## [TO DO]
Beneath this task are records; print exactly the stretch of them from the line with "Target: dragonfly abdomen" through the line with "Could you point to the black", both ends included.

>>>>

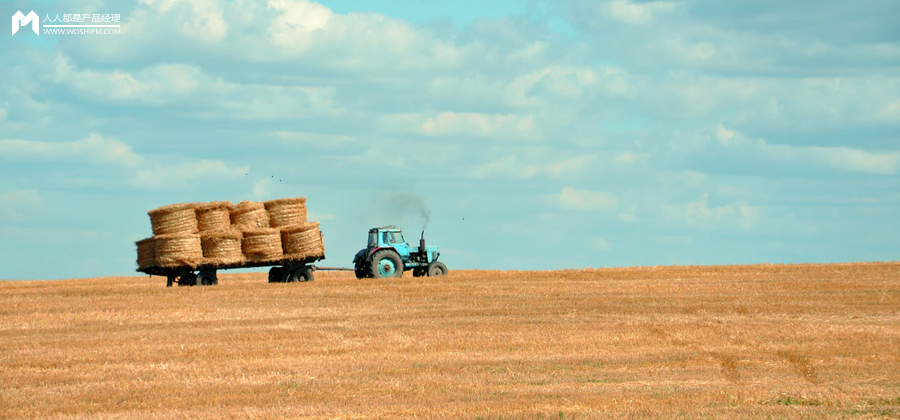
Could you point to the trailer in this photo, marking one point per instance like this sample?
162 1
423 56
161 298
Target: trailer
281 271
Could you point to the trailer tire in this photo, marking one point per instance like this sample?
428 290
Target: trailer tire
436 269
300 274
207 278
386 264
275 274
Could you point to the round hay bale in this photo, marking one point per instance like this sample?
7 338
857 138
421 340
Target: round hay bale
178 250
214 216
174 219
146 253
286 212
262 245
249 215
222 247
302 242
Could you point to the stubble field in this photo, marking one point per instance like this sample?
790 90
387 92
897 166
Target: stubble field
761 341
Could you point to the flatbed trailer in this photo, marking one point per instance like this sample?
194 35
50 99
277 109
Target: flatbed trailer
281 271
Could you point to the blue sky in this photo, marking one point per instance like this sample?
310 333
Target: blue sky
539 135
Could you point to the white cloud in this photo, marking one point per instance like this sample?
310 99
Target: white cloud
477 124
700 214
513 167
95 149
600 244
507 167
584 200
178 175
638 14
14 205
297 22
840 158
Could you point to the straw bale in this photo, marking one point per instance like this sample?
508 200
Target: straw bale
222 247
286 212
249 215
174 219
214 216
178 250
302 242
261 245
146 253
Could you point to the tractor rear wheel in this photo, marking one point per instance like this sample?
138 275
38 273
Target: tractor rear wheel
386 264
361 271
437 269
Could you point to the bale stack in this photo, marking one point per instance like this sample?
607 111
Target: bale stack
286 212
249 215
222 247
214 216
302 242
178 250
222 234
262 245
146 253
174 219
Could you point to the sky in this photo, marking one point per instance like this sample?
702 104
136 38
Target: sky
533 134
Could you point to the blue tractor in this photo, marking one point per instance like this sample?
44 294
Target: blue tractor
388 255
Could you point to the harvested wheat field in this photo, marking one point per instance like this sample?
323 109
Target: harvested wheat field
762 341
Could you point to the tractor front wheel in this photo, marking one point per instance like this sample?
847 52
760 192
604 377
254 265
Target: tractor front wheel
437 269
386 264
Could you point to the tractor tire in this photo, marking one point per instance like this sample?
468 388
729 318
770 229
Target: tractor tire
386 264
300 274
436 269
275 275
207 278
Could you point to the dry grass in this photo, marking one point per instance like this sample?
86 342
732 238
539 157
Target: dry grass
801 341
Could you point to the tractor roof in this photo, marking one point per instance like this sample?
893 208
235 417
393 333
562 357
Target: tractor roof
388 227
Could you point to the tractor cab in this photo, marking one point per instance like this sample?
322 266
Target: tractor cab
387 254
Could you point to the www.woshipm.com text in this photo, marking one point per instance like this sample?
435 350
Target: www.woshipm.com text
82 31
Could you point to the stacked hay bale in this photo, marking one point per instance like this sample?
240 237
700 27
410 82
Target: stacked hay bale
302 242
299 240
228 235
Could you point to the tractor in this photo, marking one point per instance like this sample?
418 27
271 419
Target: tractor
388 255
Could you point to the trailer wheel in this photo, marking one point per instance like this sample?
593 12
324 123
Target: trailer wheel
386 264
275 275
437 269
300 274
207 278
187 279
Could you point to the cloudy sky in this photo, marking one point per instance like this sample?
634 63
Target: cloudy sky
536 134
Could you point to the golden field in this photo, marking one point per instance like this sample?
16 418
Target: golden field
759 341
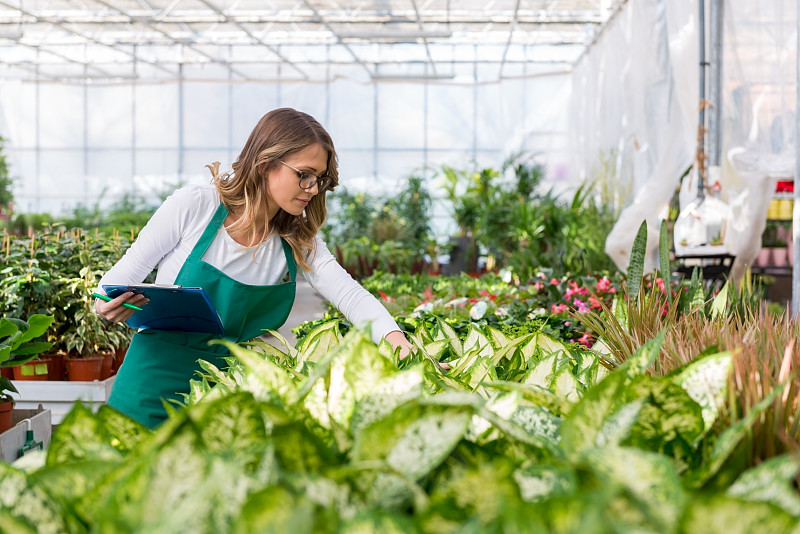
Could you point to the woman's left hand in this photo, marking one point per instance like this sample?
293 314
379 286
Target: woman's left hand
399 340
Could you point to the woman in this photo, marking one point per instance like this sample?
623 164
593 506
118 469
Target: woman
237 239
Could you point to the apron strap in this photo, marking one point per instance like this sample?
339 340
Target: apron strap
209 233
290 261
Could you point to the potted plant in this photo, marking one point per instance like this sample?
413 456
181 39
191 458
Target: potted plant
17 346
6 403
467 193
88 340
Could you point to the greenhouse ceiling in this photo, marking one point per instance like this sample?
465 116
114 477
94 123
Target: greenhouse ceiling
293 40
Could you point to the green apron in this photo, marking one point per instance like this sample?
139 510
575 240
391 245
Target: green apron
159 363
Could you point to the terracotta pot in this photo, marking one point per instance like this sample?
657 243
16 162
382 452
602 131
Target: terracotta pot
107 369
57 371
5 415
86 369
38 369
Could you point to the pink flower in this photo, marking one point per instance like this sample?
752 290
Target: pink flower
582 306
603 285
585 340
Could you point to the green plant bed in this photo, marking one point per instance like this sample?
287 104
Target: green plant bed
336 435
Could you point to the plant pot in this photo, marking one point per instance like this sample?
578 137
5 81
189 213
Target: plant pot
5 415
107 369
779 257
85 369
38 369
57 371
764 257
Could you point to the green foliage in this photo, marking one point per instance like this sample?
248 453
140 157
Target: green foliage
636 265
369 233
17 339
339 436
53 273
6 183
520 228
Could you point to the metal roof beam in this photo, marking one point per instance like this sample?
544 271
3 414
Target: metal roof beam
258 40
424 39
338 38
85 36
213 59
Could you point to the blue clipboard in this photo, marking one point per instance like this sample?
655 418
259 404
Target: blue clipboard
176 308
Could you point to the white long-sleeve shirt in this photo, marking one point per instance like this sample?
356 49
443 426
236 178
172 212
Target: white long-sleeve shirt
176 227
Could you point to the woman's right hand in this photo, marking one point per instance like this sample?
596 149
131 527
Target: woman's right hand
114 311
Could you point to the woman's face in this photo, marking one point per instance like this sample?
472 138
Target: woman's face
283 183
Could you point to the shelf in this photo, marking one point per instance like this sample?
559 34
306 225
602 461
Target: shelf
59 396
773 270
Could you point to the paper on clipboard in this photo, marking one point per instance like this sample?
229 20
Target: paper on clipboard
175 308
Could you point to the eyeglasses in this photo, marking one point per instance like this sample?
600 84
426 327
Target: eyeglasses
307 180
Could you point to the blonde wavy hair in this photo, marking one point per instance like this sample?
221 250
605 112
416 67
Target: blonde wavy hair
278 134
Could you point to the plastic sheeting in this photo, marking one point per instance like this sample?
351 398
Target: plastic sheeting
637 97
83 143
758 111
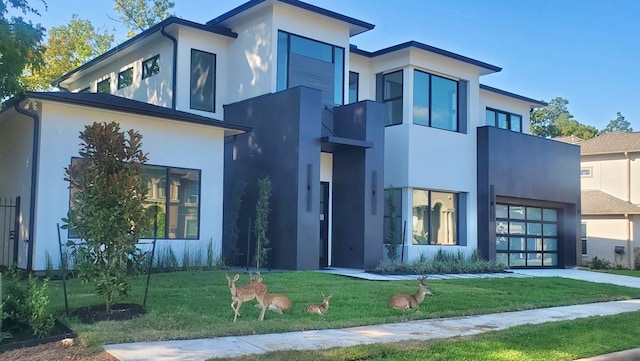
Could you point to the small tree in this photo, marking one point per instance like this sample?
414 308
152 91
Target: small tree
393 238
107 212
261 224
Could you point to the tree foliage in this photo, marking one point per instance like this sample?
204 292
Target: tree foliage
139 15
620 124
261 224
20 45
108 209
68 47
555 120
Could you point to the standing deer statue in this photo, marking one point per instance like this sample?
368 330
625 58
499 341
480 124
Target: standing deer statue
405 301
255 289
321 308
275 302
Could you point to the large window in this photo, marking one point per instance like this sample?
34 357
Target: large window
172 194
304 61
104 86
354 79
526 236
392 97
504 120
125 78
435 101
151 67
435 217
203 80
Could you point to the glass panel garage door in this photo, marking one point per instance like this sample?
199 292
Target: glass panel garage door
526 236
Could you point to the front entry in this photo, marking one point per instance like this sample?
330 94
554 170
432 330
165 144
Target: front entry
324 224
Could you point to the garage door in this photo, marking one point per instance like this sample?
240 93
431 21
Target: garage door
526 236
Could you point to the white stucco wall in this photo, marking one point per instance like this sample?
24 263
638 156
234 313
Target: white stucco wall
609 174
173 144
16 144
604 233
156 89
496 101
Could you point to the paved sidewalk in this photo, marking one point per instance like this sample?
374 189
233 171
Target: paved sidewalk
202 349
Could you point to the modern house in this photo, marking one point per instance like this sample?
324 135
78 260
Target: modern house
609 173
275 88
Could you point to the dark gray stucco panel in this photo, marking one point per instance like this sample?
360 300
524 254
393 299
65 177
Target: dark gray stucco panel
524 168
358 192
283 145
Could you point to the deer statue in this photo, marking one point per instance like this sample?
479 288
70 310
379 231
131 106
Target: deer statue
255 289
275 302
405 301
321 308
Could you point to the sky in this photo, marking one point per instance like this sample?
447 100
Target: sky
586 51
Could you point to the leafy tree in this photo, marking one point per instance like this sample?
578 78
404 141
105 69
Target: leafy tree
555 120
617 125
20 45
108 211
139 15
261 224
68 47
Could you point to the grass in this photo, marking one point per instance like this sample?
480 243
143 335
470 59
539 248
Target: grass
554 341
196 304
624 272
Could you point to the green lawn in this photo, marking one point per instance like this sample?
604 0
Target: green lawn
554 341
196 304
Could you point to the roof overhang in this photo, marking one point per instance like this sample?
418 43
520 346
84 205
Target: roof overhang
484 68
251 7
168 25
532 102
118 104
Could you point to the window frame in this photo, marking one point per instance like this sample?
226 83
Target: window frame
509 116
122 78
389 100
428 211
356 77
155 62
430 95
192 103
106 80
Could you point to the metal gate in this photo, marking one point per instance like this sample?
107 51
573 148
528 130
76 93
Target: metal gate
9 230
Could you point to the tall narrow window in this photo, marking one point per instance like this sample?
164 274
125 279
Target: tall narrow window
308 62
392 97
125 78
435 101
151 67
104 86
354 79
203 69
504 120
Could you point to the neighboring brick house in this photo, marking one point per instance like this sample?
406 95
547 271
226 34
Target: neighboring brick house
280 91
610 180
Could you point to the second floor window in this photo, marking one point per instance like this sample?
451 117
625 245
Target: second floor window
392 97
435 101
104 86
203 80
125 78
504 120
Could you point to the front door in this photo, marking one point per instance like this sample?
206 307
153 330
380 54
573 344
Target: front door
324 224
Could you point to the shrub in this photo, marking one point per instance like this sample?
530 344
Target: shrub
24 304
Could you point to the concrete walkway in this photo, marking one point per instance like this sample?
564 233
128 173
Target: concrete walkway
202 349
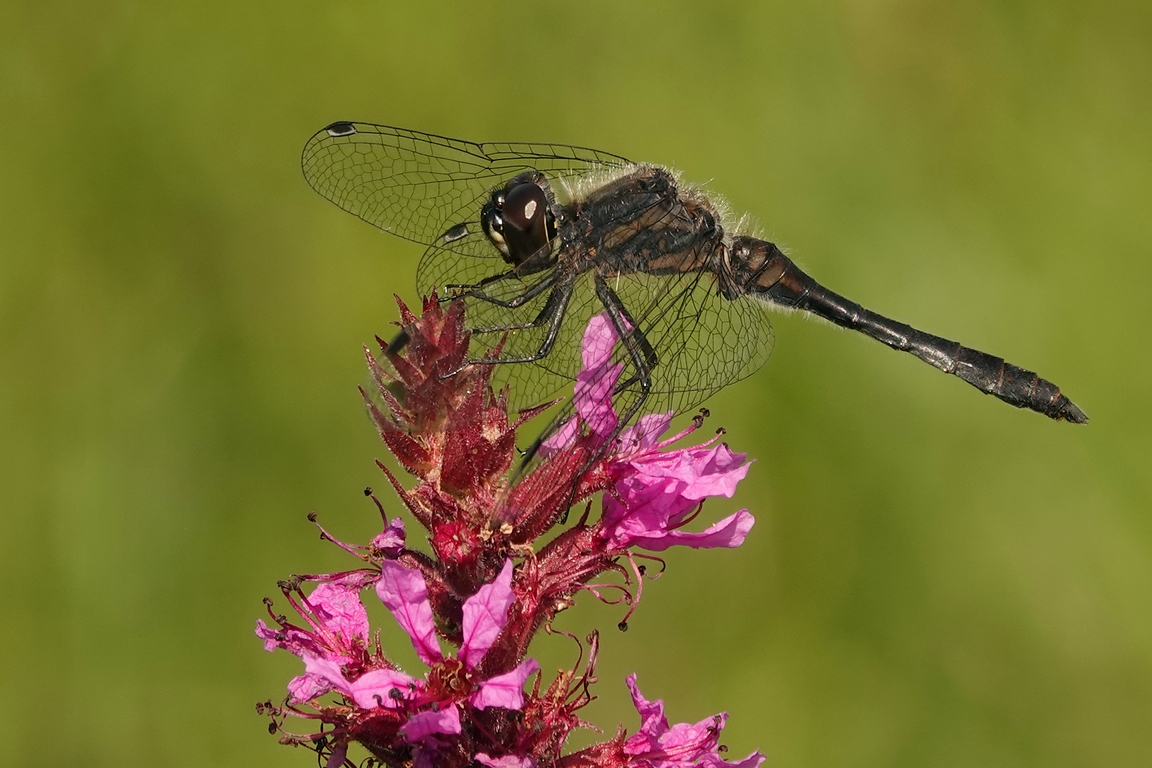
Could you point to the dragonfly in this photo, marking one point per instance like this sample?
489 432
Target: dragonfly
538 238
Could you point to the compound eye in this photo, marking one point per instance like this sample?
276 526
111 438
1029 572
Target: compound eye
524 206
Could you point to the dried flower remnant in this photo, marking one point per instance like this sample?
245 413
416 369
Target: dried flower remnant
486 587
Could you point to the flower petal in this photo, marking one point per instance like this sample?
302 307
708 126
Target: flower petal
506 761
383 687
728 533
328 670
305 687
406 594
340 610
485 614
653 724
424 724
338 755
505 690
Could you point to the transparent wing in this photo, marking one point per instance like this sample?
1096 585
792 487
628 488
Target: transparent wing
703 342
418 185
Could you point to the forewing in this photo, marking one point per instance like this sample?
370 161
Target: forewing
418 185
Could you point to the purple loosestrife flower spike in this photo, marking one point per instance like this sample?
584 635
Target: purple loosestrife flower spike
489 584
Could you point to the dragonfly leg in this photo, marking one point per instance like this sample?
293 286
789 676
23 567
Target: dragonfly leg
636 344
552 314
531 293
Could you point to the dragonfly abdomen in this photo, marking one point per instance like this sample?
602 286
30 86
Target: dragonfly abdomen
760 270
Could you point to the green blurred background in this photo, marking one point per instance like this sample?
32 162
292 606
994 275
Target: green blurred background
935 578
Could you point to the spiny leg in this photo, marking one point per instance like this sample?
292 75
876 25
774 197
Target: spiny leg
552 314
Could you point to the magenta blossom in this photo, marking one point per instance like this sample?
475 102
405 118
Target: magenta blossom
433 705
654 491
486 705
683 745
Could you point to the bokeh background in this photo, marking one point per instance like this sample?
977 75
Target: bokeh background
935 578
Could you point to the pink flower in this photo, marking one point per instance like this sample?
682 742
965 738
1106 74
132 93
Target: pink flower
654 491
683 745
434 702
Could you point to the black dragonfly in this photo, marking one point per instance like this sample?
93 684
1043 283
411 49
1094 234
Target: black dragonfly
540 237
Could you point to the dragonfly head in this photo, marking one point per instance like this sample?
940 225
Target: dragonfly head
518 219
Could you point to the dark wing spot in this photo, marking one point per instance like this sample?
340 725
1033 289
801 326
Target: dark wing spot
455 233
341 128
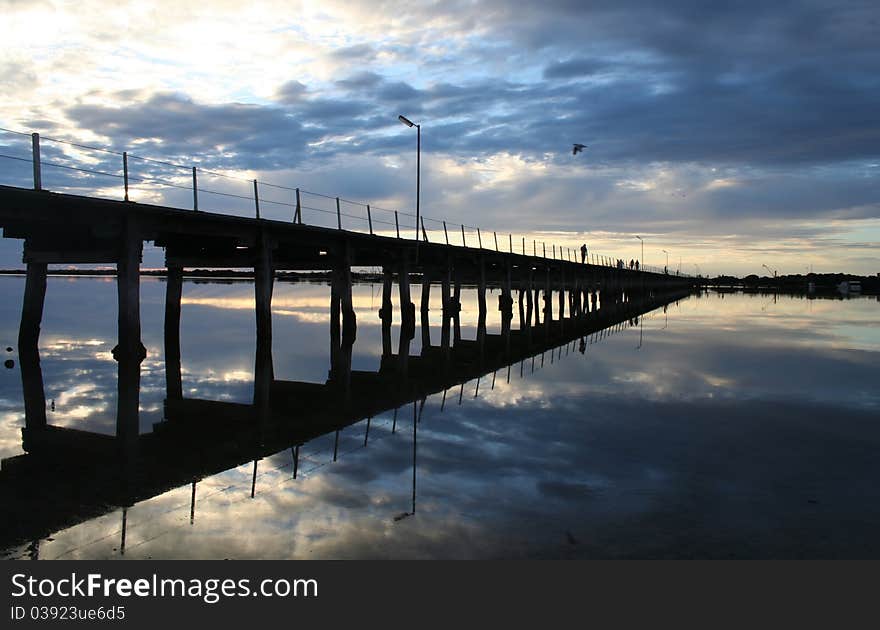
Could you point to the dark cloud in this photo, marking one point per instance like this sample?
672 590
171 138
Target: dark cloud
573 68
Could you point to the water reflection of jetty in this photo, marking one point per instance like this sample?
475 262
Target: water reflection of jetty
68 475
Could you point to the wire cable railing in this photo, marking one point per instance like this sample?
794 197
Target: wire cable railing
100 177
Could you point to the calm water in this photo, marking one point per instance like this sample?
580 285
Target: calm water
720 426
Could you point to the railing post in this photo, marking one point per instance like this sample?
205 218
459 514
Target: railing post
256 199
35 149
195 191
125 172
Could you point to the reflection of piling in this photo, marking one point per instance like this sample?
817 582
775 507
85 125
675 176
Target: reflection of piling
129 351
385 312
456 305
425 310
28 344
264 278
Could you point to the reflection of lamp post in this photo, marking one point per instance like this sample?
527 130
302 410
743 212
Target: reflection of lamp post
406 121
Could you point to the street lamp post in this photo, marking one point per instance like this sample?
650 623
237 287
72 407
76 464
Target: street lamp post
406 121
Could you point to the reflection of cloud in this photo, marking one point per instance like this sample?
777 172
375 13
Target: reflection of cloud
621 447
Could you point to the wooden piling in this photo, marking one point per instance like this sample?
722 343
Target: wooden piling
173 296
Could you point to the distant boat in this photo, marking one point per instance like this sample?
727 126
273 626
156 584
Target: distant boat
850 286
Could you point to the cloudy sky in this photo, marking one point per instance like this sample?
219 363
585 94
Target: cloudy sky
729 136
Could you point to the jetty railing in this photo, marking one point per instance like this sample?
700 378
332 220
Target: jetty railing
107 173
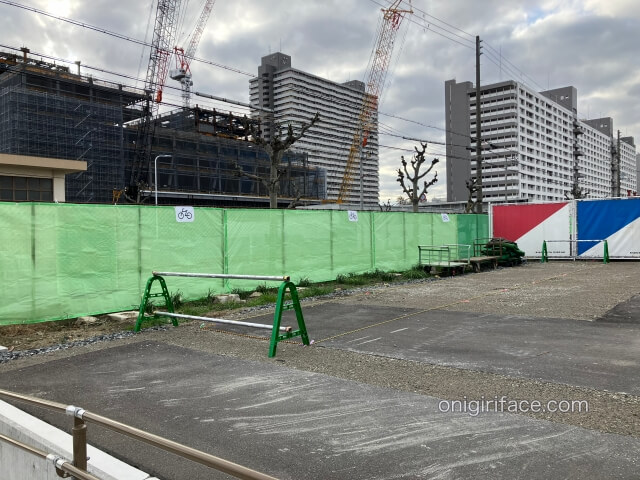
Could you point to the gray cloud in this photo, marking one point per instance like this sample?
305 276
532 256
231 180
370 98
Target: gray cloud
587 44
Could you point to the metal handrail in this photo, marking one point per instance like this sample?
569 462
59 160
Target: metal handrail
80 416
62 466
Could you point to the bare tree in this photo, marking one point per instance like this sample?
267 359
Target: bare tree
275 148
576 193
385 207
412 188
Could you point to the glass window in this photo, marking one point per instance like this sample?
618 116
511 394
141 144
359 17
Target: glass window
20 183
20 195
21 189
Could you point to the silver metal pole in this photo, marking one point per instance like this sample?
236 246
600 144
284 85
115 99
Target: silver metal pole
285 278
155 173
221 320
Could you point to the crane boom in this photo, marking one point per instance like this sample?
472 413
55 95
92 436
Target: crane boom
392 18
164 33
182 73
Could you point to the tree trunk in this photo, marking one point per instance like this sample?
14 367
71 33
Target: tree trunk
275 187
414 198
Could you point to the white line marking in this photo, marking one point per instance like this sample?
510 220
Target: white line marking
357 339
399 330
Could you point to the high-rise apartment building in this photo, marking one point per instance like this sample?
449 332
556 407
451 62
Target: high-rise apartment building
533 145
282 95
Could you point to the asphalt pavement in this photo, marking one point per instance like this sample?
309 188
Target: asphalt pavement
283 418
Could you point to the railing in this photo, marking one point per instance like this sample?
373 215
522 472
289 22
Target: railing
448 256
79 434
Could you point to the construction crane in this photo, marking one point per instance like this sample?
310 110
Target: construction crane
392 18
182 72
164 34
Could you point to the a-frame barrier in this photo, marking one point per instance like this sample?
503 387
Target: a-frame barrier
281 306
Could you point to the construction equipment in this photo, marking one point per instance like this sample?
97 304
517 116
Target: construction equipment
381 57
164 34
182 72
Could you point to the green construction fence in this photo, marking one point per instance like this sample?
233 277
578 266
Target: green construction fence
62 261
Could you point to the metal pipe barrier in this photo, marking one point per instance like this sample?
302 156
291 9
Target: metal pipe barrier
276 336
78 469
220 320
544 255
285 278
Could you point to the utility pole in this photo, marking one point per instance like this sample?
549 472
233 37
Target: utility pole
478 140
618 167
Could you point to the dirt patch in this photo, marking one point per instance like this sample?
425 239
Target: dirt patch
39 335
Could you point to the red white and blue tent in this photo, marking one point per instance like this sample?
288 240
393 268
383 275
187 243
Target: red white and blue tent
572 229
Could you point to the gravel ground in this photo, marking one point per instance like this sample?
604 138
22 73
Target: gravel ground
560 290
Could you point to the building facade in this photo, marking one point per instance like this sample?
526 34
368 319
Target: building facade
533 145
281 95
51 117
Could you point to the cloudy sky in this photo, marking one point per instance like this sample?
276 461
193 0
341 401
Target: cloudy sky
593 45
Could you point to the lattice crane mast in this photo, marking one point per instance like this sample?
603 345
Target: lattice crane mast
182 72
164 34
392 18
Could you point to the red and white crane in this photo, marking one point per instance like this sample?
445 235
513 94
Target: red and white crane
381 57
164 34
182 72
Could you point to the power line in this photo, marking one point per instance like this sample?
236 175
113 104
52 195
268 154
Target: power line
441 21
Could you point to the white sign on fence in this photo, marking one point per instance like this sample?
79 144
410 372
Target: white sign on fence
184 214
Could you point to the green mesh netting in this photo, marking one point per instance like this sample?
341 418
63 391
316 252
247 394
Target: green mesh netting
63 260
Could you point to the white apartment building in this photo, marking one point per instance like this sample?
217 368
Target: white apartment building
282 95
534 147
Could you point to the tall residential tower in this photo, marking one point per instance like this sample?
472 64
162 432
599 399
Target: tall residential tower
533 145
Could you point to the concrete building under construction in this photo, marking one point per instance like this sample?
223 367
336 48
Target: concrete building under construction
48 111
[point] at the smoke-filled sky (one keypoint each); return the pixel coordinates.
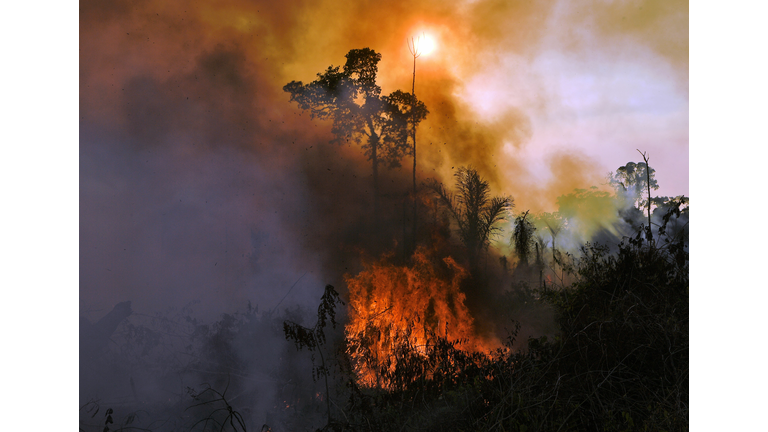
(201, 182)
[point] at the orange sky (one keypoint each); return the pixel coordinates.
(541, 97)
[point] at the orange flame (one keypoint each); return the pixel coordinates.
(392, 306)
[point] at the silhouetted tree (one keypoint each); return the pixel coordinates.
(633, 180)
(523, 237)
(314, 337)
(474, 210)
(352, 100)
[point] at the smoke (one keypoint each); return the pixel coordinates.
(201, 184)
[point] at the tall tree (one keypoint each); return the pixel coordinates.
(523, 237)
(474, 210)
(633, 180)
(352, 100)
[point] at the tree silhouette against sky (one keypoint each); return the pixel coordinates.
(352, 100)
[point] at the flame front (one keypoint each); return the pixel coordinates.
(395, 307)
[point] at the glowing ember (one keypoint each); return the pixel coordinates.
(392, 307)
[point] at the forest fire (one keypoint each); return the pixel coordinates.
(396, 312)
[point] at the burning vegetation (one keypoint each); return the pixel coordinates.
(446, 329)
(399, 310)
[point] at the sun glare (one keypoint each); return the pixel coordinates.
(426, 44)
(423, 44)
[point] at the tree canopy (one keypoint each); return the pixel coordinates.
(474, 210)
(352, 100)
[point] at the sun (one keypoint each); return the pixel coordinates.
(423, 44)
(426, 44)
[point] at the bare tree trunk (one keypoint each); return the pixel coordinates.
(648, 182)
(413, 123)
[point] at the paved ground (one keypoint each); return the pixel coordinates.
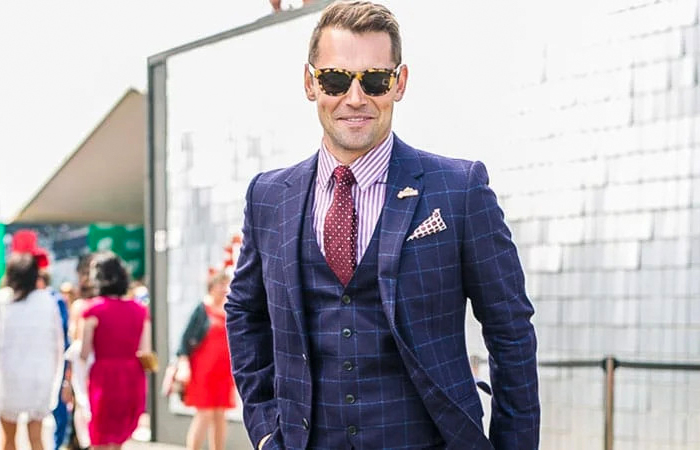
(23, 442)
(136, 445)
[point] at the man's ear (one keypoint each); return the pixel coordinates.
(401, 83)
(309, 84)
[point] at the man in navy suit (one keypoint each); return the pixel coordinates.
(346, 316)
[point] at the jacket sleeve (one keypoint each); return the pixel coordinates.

<<<<

## [EXERCISE OUTPUT]
Target: dragonfly abdomen
760 270
Could you point to the green blurred background in this photo, marking one point per instance like this sample?
32 162
292 606
994 275
Target: green blurred background
935 578
Could you point to the spiny leg in this photo, marking one point per instance like this sample?
292 75
876 25
774 197
Target: spiny leg
552 314
Could you point to the magenta blossom in this photo, marking one point per instance like this sample?
475 102
405 118
Target: magenta blossom
433 705
654 491
486 705
683 745
Could you point to the bokeh background in this photo, marking one point per instance like this sample?
977 75
Target: bokeh background
935 578
Could you point to the pink flower in this photo, marking one point per instance like this sample?
682 742
965 738
1106 74
132 93
Target: pink flower
654 491
683 745
434 702
Could you point to the black dragonfly in this photo, marking one point per instance like this sample?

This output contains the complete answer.